> _TASK GOAL_
For the records below, give the count of lines holding the word "tent" and nothing more.

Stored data
* * * * * * * * *
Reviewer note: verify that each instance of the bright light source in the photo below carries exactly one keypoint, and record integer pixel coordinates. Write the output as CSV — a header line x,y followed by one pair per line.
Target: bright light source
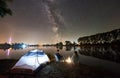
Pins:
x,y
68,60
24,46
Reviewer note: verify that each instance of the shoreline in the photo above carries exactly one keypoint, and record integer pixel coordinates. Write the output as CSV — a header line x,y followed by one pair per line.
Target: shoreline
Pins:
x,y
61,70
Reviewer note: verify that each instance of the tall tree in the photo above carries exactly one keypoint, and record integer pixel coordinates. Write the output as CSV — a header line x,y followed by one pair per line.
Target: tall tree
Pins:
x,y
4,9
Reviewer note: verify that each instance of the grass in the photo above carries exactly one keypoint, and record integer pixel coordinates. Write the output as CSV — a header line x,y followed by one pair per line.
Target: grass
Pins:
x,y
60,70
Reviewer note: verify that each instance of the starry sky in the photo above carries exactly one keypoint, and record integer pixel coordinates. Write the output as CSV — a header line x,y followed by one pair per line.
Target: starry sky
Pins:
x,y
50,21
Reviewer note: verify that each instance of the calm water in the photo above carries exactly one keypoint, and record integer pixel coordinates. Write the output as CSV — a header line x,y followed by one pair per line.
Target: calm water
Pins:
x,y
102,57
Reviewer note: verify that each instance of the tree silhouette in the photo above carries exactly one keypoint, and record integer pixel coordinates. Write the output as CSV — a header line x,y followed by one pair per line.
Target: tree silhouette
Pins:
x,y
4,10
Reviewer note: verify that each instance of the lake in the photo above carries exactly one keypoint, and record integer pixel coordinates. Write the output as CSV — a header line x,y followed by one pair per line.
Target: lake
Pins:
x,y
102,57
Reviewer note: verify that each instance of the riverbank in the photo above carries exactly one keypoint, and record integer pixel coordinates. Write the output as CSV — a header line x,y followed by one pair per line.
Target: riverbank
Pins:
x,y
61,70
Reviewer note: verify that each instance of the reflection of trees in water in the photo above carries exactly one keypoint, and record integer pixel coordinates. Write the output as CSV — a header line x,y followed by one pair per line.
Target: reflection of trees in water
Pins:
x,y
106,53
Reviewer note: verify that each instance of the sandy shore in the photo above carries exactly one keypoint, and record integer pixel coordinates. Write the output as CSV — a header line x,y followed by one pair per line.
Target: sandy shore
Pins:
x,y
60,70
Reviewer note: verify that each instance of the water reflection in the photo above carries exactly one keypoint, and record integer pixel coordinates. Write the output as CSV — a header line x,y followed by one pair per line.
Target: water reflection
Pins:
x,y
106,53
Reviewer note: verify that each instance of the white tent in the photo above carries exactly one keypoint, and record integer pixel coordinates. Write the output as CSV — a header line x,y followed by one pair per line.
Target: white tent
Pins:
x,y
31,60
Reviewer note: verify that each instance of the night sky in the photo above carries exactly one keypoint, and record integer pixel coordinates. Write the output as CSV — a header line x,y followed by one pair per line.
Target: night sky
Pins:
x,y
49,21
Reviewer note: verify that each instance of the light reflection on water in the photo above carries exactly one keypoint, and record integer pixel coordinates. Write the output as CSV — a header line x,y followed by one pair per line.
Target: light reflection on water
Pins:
* * * * * * * * *
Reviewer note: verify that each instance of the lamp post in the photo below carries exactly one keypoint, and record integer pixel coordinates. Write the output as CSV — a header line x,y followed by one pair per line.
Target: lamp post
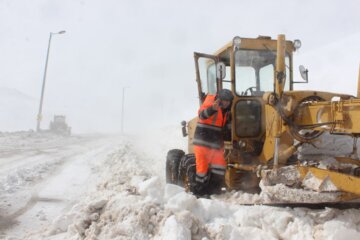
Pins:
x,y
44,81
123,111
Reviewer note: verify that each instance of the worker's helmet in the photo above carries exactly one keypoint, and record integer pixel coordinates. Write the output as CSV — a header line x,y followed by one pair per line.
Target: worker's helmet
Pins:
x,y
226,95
* * * * * * * * *
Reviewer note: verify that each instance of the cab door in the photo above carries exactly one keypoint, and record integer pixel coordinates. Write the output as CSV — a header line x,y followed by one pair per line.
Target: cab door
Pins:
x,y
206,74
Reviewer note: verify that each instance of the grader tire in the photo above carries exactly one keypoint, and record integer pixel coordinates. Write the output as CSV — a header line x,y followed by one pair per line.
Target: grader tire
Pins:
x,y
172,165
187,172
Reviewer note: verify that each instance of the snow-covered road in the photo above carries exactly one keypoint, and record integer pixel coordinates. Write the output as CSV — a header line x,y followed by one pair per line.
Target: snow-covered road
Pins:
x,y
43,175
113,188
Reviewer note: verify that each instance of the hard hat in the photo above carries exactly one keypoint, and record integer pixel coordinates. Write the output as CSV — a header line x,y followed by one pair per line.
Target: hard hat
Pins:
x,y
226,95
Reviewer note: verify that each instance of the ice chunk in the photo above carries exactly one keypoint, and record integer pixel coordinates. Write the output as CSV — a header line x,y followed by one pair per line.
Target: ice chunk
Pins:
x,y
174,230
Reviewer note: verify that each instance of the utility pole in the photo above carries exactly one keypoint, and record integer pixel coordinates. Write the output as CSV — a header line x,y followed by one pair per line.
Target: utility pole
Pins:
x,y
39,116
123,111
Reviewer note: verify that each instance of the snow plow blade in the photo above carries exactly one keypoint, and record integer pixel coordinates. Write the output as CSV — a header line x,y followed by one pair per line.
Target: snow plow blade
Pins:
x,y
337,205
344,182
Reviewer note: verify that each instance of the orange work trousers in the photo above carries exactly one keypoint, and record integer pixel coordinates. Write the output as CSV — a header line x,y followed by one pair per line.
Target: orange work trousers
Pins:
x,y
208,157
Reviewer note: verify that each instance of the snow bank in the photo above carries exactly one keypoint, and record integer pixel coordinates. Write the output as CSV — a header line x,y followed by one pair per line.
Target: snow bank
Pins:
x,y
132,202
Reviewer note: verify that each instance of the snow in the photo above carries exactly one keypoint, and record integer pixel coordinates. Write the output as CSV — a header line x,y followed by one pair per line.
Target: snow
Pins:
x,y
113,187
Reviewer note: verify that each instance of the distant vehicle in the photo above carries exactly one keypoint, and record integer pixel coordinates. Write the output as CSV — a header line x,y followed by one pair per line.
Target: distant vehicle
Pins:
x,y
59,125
* * * * * * * * *
> _THE COMPLETED TASK_
2